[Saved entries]
----------------
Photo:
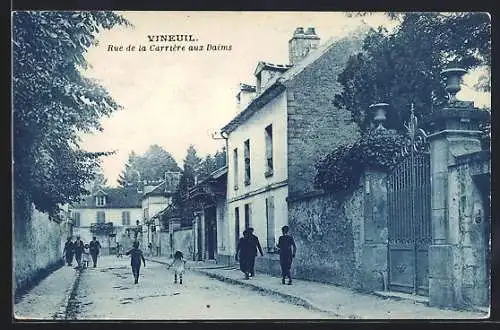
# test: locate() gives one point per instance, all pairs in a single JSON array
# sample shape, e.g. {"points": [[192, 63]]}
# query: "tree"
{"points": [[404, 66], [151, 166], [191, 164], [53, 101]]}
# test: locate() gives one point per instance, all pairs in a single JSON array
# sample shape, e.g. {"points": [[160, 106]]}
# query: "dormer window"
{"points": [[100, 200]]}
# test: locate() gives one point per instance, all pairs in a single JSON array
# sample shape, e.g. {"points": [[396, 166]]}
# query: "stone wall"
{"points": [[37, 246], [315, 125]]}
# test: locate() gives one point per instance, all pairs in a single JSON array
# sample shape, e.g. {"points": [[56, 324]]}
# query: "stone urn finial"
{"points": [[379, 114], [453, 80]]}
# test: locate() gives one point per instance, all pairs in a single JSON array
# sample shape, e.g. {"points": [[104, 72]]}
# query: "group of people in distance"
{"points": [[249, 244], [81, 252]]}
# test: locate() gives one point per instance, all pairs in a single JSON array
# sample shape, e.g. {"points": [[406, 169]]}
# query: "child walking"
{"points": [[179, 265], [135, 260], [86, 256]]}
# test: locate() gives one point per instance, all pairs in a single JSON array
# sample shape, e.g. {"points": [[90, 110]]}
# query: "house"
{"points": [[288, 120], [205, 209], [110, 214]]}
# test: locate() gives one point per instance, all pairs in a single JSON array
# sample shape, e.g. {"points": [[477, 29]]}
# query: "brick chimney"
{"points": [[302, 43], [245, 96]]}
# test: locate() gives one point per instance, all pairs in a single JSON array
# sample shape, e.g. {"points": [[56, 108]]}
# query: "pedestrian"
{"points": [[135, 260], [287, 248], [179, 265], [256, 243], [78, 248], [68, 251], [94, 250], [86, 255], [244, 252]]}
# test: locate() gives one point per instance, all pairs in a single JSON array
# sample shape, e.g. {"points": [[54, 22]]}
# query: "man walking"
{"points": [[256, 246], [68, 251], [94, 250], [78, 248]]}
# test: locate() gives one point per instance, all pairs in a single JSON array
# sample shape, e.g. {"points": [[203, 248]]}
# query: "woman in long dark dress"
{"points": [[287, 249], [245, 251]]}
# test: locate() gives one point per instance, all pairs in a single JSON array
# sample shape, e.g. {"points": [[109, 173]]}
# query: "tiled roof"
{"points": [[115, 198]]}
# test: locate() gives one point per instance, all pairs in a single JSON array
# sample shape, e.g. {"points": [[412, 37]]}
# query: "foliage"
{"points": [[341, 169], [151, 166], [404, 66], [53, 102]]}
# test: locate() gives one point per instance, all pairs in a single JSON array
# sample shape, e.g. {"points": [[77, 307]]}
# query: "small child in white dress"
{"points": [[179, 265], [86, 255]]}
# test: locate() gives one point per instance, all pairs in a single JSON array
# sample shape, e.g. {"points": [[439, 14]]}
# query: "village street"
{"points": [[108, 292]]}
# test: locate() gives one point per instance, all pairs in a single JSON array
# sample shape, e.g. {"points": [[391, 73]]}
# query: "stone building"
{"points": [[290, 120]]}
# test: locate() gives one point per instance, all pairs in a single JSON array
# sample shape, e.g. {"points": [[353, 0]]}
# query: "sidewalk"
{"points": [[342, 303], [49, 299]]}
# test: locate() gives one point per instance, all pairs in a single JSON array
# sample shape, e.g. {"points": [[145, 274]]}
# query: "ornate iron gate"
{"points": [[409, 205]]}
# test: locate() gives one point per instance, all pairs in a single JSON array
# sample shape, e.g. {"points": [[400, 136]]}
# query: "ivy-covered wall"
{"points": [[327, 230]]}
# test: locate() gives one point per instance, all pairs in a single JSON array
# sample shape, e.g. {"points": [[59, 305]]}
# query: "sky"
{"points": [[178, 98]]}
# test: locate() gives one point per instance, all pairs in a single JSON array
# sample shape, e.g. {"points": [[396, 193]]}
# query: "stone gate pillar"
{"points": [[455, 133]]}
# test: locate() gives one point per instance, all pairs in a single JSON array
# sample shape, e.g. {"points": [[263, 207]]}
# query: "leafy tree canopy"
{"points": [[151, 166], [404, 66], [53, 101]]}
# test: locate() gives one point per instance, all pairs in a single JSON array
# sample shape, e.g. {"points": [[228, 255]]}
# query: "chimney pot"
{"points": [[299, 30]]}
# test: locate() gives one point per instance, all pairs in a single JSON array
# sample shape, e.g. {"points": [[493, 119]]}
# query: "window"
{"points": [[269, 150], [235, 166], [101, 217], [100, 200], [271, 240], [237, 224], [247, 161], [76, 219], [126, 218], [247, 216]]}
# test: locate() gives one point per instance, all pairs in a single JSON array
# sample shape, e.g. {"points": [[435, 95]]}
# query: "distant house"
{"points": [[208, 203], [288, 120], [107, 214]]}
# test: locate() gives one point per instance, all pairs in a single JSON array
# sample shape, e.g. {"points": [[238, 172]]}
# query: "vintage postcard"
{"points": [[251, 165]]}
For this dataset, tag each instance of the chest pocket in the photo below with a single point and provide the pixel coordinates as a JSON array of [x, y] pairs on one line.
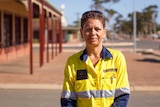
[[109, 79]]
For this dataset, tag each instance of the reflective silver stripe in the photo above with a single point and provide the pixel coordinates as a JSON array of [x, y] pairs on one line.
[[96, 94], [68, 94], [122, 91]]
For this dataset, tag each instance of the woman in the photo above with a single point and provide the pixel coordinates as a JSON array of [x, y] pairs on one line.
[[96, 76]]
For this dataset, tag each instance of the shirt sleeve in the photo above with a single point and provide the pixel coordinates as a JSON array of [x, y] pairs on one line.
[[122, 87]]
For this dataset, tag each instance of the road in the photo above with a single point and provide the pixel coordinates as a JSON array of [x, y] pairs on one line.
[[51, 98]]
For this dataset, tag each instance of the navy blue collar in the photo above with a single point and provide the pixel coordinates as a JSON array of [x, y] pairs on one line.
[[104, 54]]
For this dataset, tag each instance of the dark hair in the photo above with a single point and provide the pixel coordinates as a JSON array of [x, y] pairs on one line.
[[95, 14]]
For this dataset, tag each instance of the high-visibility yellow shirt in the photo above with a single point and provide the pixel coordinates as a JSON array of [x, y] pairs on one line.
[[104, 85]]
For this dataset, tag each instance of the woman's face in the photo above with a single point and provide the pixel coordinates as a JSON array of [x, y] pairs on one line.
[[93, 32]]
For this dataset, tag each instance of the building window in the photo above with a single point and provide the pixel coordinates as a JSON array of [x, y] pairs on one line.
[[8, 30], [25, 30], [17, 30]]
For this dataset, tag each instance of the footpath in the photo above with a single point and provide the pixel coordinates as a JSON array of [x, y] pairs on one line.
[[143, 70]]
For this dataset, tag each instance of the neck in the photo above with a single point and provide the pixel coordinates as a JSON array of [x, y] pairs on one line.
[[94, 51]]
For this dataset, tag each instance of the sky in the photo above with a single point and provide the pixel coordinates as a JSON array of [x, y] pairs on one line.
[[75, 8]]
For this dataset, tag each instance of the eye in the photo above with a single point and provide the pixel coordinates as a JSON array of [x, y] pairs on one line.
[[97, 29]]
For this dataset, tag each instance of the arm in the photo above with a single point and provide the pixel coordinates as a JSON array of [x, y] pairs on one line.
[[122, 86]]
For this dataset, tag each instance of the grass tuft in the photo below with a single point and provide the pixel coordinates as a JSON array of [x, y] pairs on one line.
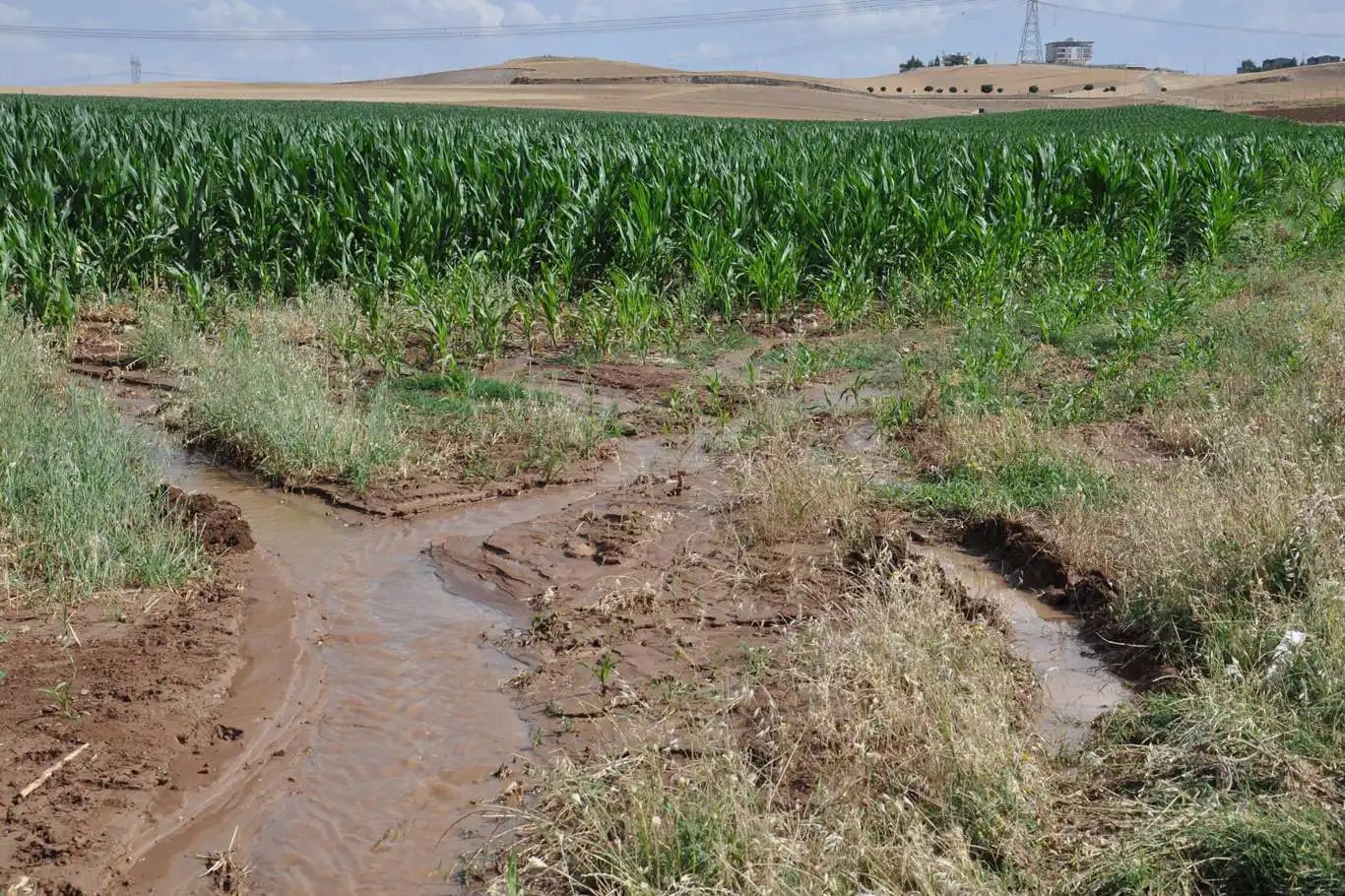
----------------
Once the pictures are removed, reproduce the remaining entries above exactly.

Photo:
# test: locate() gives one point per instance, all pairs in a single JSON array
# sample shape, e.g. {"points": [[192, 63]]}
# query: "tree"
{"points": [[404, 66], [151, 166], [191, 164], [53, 101]]}
# test: locate() gives one point per instance, all pairs in a single JSON array
# sample shape, e.g. {"points": [[160, 106]]}
# query: "dormer window"
{"points": [[100, 200]]}
# test: locate() gives one point per instance, all pairs in a single JSON array
# sample shape, e.g. {"points": [[396, 166]]}
# query: "stone wall"
{"points": [[37, 246], [315, 125]]}
# test: locate() gives one point per instance, all pairs in a single JSON array
# sample shape, e.g. {"points": [[56, 324]]}
# query: "stone urn finial"
{"points": [[379, 114], [453, 80]]}
# test: locate() gives one point per instance, all pairs in a single JSON array
# sample shape, e.g. {"points": [[104, 72]]}
# query: "group of people in distance"
{"points": [[249, 244], [81, 252]]}
# test: locate() gives one point per instance, all pairs in a single JSON array
# sample shape, e.g. {"points": [[406, 169]]}
# query: "child walking"
{"points": [[179, 265], [135, 260], [86, 256]]}
# test: locate() gives one point per instance, all pairs in a single JSON array
# sample shape, e.g. {"points": [[90, 110]]}
# query: "house"
{"points": [[288, 120], [205, 209], [110, 214]]}
# test: locate() gives one point per instance, all pairs in a single JSON array
# sample shape, e.g. {"points": [[477, 29]]}
# query: "brick chimney"
{"points": [[302, 43], [245, 96]]}
# test: locate() gives one point per instance, all pairs in a single JSON array
# sample shape, e.g. {"points": [[56, 108]]}
# query: "pedestrian"
{"points": [[135, 260], [287, 248], [179, 265], [256, 243], [78, 248], [68, 251], [94, 250], [86, 255], [244, 252]]}
# test: locate() gives one point per instance, all pairs in a single JSON array
# sample shape, e.g. {"points": [[54, 22]]}
# query: "man walking"
{"points": [[256, 246], [68, 251], [94, 250], [78, 248]]}
# test: locate() gives one point per instance, all pairs in a single JSON array
# sample shape, e.g. {"points": [[203, 248]]}
# query: "woman in long dark dress"
{"points": [[287, 249], [245, 251]]}
# test: locate() gives one point per instance, all pairs in a single JSON array
# sample shape, e.g. {"points": [[109, 173]]}
# query: "tiled roof"
{"points": [[115, 198]]}
# test: locate() gives one point per instance, all pairs in a single JSON array
# sample shape, e.g. {"points": [[412, 37]]}
# query: "foliage"
{"points": [[341, 169], [151, 166], [404, 66], [53, 102]]}
# test: locate() gives one point per instance, all pairs in a single JSON array
# sample shape, e.g. {"points": [[77, 307]]}
# query: "small child in white dress"
{"points": [[179, 265], [86, 255]]}
# test: locate() gives one point per instance, all pairs in a single JSON array
# sample shape, e.g. {"points": [[439, 14]]}
# query: "village street"
{"points": [[108, 292]]}
# test: locate() gives one point per instance, all pairs in a single JSON array
# sample shape, e.g. {"points": [[391, 73]]}
# query: "stone building"
{"points": [[290, 120]]}
# test: locate() gives one point per instance, all pairs in a single JSON array
# sample shape, e.g. {"points": [[353, 0]]}
# query: "sidewalk"
{"points": [[342, 303], [49, 299]]}
# test: locate() gives one point per instance, all pairs in a single JSON array
# sample shape, e.g. {"points": [[145, 274]]}
# query: "ornate iron gate"
{"points": [[409, 205]]}
# test: locate() gives one point per instance, all pairs in a single JSON array
# sample shape, e.g. {"points": [[400, 136]]}
# query: "ivy-covered wall"
{"points": [[327, 230]]}
# test: locate() gives one point per instance, all pairs in a single JSON array
# sample shape, e.g. {"points": [[59, 305]]}
# query: "sky"
{"points": [[178, 98]]}
# test: locate() gives one point per instance, all pairs in a single JSON array
# sample shape, e.g. {"points": [[396, 193]]}
# query: "stone gate pillar"
{"points": [[455, 133]]}
# test: locate() gives one point per instance, all pairs in a single JSON array
# sample shape, e.g. {"points": [[263, 207]]}
# query: "leafy tree canopy"
{"points": [[151, 166], [404, 66], [53, 101]]}
# test: locate() gives one point per instance, all pairs in a single JSON array
# sample shape, e.g. {"points": [[228, 255]]}
# query: "chimney pot"
{"points": [[299, 30]]}
# test: locate() gives one point per instance, all pairs in a single JSON array
# sample shape, e.g. {"points": [[493, 119]]}
# query: "window"
{"points": [[269, 150], [235, 166], [101, 217], [100, 200], [271, 240], [237, 224], [247, 161], [76, 219], [126, 218], [247, 216]]}
# test: locate() gives one point per instance, all pairs in a single JSON array
# sample shape, e.g. {"points": [[435, 95]]}
# query: "distant house"
{"points": [[208, 203], [288, 120], [107, 214]]}
# test: locate() gives one point per instance, all pairs in a single JSON array
# sample shape, e.g. {"points": [[238, 172]]}
# query: "vintage postcard"
{"points": [[251, 165]]}
For this dataset, tag each instance of the chest pocket in the photo below with a single point and provide the pixel coordinates as a JSON array of [x, y] pairs on one line.
[[109, 79]]
For this dataset, tag each instance of the reflective silver stripe in the photo above with a single point and provide the pixel coordinates as a JSON array of [x, y] pairs on one line.
[[96, 94], [68, 94], [122, 91]]
For this dataset, tag each instance of the woman in the photo above with a single point and provide the pixel coordinates as a JSON array of [x, y] pairs on one line.
[[96, 76]]
For this dataset, tag each instance of the shirt sleeve in the photo above with a single point and provide the pixel coordinates as a JSON array of [x, y] pairs on one line.
[[122, 87]]
For this dataset, tag each instance of the road in the photo above with a single point and provide the pixel coordinates as a JSON array of [x, y] pairs on one line.
[[51, 98]]
For this dataset, tag each instance of the navy blue collar in the photo above with a single point and provide the pixel coordinates as a JSON array of [x, y] pairs on one line.
[[104, 54]]
For this dataset, tag each instance of the dark hair in the photo above with a single point and provide the pixel coordinates as a JSON array of [x, y] pairs on one line.
[[95, 14]]
For this dataset, tag each instance of the high-visibility yellow shirt in the photo above with a single point and provide the pixel coordinates as a JSON array of [x, y] pairs on one line.
[[104, 85]]
For this dataset, tag each instance of the woman's face in the photo above with a single point and provide the pixel coordinates as a JSON array of [x, y] pairs on one line.
[[93, 32]]
For this dataset, tag each instance of the building window in the photo above with a single point and provide the pixel coordinates as a JSON array of [x, y] pairs on one line.
[[8, 30], [25, 30], [17, 30]]
For this dataset, tag each instance of the footpath in the photo above with a single point and provide the pixel coordinates as a JSON array of [x, y] pairs on one line.
[[143, 70]]
For this dataset, tag each instance of the neck in the photo above with a single point and provide the pixel coordinates as a JSON array of [x, y] pairs on one line.
[[94, 51]]
For this dataset, tag each instance of the sky in the photo above with a single point and provide the pixel coordinates as a JSON array of [x, y] pairs on one line.
[[75, 8]]
For this dataset, tag each instance of the eye in the photo above with a single point and provide the pixel coordinates as a JSON array of [x, y] pairs on one line.
[[97, 29]]
For this dataset, tag each instance of the arm in the photo above with a single point and provide the pixel coordinates as a JSON array of [x, y] pairs on one line.
[[122, 86]]
For this dataset, tag each instance of the grass tuft in the photo below with a single point and provide the pixel coordinates as a JSON array of [x, y] pairs on one line.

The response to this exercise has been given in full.